**Exercices**
1. Selon l'extrait du document, dans quelle lettre l'apôtre Paul affirme-t-il qu'en Jésus-Christ nous avons reçu toutes les richesses ?
2. Reprenez le passage sur Noël et le temps de l'Avent à la suite de sa dernière phrase et poursuivez-le.

**Extrait du document**

L’apôtre Paul nous affirme dans sa première lettre aux Corinthiens, notre épitre du jour, qu’en Jésus Christ nous avons reçu toutes les richesses, celle de la parole et de la connaissance de Dieu… Aucun don de la grâce ne nous manque.  « Ainsi, ajoute-t-il, il ne vous manque aucun don, à vous qui attendez le moment où notre Seigneur apparaîtra. C’est lui qui vous affermira jusqu’à la fin pour que vous soyez irréprochables le jour de notre Seigneur Jésus-Christ. Dieu est fidèle, conclut l’apôtre Paul, lui qui vous a appelés à vivre en communion avec son Fils, Jésus-Christ notre Seigneur ».

Frères et sœurs, à Noël, c’est Jésus qui se rend présent au monde. La fête de Noël est une fête lumineuse! Pour qu'elle le soit en abondance, il faut semer beaucoup de lumière autour de soi pendant le temps de l'Avent.

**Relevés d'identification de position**
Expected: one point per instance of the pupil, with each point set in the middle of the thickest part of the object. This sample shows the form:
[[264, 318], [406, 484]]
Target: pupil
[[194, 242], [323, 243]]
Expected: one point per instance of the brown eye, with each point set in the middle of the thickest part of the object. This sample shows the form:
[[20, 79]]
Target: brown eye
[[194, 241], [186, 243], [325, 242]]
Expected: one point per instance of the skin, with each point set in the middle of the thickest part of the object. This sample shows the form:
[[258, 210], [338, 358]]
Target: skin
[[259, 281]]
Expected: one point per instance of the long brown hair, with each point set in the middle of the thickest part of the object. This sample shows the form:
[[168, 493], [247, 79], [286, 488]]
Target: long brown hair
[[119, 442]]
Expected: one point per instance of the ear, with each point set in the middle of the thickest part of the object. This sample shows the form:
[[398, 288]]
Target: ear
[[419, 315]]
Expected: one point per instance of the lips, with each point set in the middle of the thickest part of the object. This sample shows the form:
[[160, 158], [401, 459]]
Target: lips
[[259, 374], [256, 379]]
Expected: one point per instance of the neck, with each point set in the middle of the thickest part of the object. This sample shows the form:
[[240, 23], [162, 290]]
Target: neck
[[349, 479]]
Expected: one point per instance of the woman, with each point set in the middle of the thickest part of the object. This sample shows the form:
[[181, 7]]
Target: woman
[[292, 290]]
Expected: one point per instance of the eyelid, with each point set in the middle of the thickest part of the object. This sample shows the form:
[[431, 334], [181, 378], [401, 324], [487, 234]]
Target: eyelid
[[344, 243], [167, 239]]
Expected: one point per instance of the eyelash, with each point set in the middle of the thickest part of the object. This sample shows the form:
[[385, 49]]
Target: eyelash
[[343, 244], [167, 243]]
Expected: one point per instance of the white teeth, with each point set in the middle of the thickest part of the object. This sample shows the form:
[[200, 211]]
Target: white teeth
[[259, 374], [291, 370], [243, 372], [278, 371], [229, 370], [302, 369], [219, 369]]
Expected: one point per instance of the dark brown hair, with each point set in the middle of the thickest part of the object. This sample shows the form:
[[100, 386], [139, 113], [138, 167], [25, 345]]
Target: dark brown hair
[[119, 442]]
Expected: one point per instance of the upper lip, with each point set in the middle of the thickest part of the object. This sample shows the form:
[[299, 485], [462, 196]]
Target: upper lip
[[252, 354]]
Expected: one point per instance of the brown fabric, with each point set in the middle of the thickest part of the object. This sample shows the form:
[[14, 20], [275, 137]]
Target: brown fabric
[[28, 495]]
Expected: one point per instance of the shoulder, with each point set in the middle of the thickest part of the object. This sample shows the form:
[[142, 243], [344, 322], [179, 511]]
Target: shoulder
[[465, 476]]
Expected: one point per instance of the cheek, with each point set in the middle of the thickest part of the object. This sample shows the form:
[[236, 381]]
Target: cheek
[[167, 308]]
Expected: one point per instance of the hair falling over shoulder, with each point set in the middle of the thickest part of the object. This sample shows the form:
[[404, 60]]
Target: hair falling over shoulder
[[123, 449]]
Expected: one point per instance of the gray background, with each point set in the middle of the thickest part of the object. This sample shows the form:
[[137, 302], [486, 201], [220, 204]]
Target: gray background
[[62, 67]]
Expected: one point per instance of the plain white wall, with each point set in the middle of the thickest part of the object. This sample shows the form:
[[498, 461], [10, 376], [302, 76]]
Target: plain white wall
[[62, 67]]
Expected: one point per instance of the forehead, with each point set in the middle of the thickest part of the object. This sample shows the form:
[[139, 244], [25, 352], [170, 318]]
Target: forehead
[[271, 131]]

---

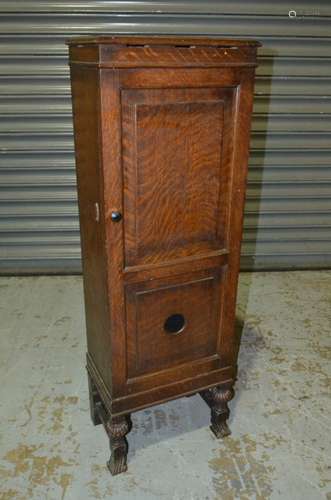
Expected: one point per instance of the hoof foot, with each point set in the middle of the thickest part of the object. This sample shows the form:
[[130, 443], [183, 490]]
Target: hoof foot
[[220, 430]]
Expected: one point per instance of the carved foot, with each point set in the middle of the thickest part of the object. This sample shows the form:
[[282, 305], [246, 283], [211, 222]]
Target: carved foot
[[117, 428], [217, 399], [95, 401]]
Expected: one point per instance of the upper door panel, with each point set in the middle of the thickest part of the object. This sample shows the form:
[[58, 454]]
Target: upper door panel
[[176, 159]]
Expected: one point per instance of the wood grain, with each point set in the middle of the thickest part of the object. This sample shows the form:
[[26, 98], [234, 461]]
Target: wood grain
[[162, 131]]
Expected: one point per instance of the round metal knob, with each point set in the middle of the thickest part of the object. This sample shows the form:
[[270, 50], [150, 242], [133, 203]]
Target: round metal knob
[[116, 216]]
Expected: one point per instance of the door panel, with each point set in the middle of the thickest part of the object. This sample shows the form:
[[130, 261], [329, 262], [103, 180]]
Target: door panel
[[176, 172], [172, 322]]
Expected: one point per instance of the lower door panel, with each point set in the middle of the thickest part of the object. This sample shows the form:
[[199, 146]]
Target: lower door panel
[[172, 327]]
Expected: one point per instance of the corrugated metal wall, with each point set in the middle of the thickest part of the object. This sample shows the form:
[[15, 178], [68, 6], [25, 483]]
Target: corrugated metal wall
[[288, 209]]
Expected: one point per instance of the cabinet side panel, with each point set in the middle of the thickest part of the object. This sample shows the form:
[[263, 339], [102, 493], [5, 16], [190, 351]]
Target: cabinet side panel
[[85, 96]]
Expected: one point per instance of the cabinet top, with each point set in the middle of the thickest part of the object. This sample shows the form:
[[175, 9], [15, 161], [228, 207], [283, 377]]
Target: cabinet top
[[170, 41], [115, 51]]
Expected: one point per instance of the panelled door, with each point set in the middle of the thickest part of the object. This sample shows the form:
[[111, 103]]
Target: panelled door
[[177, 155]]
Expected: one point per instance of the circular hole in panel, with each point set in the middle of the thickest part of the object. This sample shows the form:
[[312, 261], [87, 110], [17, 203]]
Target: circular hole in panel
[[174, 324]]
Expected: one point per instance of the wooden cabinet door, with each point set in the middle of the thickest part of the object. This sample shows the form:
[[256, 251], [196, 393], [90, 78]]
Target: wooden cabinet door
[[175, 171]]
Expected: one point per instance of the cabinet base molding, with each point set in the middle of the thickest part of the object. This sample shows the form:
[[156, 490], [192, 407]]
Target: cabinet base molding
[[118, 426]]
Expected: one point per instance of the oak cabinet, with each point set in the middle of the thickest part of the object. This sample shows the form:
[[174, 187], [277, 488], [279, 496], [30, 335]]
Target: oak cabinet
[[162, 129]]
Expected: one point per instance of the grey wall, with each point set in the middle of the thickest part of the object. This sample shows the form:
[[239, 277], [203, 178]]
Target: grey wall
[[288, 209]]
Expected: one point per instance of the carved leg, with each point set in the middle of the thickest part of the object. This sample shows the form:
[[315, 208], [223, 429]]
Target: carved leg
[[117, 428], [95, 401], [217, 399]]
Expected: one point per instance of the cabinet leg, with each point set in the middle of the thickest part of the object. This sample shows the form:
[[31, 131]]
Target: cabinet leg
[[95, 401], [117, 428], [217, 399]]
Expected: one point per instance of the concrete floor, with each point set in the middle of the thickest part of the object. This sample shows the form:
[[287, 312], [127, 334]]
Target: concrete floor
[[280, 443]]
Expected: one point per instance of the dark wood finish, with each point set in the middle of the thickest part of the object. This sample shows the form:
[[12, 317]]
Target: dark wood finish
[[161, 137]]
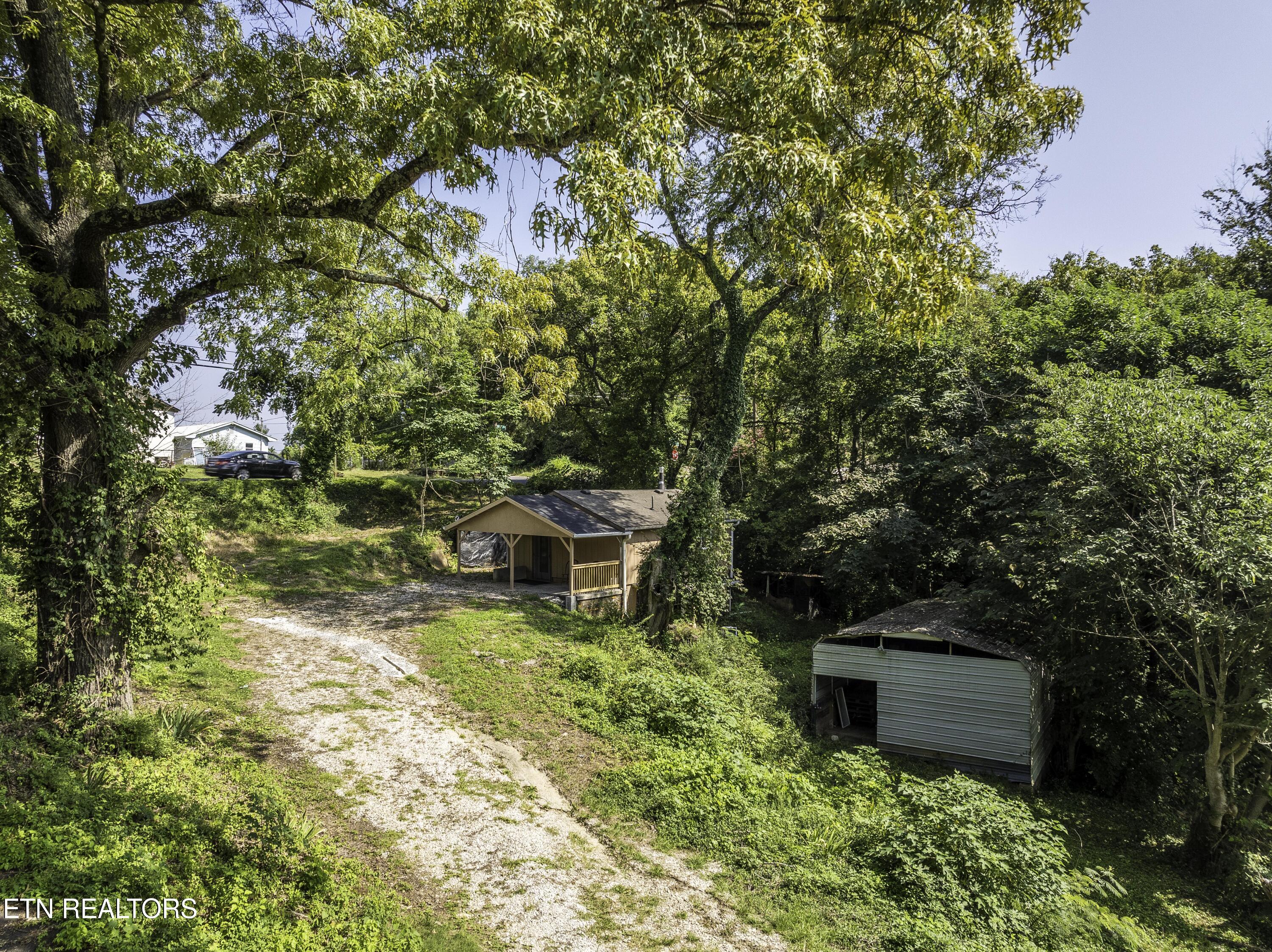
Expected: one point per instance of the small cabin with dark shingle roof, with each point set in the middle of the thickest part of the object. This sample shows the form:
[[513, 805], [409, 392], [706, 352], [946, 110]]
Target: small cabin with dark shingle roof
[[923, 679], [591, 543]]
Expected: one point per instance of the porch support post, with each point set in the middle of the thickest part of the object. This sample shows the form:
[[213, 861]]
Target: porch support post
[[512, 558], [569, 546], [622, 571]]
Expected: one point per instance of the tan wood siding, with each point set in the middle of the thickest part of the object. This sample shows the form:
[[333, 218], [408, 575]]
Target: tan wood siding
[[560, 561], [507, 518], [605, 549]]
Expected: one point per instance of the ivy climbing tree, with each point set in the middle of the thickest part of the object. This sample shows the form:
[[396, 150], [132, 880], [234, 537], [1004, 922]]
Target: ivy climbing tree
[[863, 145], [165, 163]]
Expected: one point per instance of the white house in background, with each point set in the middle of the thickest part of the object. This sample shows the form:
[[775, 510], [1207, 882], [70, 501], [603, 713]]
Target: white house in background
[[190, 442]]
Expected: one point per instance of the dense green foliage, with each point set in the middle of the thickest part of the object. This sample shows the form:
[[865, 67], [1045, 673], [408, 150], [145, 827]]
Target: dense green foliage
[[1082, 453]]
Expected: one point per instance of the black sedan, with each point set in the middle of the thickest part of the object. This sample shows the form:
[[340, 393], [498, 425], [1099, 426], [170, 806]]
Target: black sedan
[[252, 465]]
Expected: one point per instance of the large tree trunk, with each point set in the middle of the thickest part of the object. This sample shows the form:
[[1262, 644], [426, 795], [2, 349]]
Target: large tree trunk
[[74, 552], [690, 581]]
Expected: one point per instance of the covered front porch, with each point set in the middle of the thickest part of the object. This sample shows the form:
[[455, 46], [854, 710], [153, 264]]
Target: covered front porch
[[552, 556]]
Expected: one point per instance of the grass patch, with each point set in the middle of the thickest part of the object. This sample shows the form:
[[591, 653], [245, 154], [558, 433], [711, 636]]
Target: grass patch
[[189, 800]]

---

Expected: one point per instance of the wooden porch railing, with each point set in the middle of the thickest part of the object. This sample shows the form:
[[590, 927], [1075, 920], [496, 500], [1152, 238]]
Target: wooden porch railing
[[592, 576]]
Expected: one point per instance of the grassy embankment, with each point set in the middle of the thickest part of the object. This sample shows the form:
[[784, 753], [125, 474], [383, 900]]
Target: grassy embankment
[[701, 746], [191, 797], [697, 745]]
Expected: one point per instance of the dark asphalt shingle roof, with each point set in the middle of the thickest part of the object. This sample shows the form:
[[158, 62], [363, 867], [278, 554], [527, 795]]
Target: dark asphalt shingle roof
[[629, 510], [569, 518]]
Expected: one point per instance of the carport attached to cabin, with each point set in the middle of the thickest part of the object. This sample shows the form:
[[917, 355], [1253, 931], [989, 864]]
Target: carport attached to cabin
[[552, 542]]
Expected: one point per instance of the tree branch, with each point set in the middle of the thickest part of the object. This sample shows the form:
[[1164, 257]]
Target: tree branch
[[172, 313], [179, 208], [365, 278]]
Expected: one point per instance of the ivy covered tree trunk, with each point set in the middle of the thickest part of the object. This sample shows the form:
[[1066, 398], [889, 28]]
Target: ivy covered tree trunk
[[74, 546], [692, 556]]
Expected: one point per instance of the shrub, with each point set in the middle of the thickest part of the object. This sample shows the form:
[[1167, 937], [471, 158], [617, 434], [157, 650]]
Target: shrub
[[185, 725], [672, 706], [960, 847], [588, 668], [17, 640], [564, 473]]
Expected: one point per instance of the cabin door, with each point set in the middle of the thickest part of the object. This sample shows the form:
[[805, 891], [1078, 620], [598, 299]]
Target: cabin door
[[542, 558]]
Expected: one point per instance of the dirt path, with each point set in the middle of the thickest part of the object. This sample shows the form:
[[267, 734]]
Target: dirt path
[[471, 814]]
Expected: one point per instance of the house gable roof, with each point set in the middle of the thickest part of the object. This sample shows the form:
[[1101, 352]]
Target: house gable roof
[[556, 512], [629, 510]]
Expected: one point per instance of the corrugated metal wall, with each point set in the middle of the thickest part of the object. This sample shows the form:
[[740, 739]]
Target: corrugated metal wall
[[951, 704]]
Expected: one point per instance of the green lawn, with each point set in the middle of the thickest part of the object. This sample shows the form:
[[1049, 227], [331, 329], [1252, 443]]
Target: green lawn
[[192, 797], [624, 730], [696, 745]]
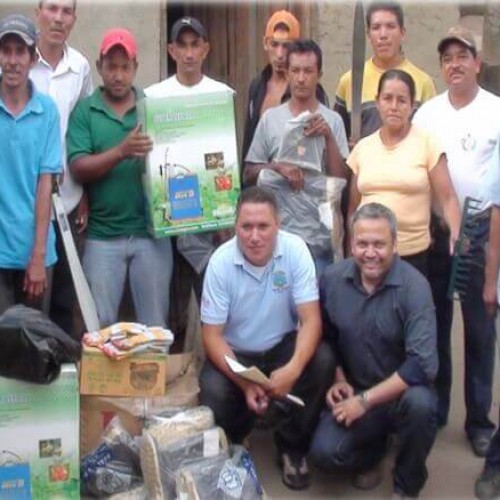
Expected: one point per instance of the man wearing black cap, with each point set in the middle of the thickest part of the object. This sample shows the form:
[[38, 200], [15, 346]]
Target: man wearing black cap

**Corrigé**
1. Dans sa première lettre aux Corinthiens.

2.
En ce temps de l'Avent, VEILLER, c'est peut-être ne jamais oublier que Dieu nous invite à toujours vivre en communion avec Lui et avec nos frères, avec nos sœurs. Pour nous aider, nous pouvons suivre Jésus et accueillir l'Esprit Saint. Ce temps de l’Avent dans lequel nous entrons nous apprend à nous rendre attentif à cette présence discrète dans nos existences.

Saurons-nous voir les signes de sa présence dans nos vies ? A chacun, à chacune d'inventer sa manière pour être à l'écoute de Celui qui ne cesse de venir.

Bonne période de l’Avent à chacun et à chacune de nous. Amen !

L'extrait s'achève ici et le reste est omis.